:: What needs to be done ::
Where an entry holds an image, leave the image out; otherwise reproduce the entry exactly.

:: Data to examine ::
BEGIN
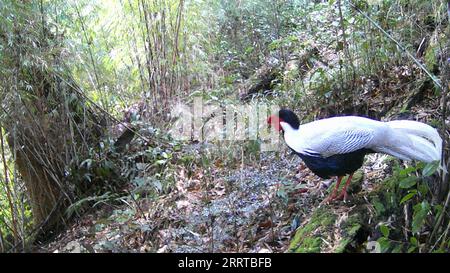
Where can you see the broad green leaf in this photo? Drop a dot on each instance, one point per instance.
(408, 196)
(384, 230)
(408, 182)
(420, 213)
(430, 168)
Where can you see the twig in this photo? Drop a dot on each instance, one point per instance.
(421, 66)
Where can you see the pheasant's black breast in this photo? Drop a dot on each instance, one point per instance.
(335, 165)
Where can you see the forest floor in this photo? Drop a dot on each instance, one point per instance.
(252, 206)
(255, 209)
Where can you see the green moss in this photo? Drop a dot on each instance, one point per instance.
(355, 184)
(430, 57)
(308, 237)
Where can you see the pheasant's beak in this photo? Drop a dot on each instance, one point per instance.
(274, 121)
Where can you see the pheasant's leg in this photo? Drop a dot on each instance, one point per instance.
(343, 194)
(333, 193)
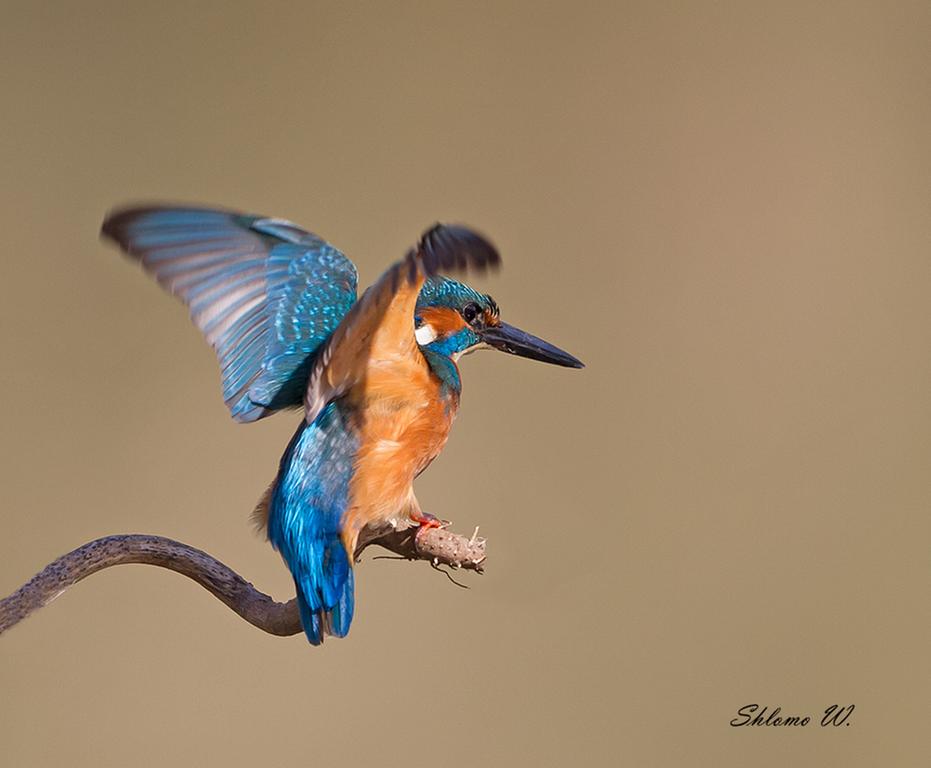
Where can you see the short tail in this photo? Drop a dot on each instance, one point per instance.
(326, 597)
END
:: Expected answer ::
Where can you see the broad green leaf in this photo? Drop a dot on each instance, one point per instance.
(408, 196)
(384, 230)
(408, 182)
(420, 213)
(430, 168)
Where can you see the twig in this photo? Drop a dot on each instance, one point per instance.
(421, 66)
Where can you see the pheasant's black breast in this photo? Drop a dot on each instance, one point per instance.
(335, 165)
Where can you see the forest floor in this photo? Drop a dot on each instance, one point per instance.
(252, 206)
(255, 209)
Where can you see the green moss in this photo? Drop a dot on each instance, one point per instance.
(355, 184)
(430, 57)
(308, 237)
Where can you see the pheasant's beak in this photo? Drop a dot on each instance, one point per instance.
(274, 121)
Where can you see the pheasant's leg in this photo? Drop a dot on each instance, one point per instance.
(343, 194)
(333, 193)
Where can you see the short tail in this photo? Drop a dot on each instance, one point per instance.
(326, 597)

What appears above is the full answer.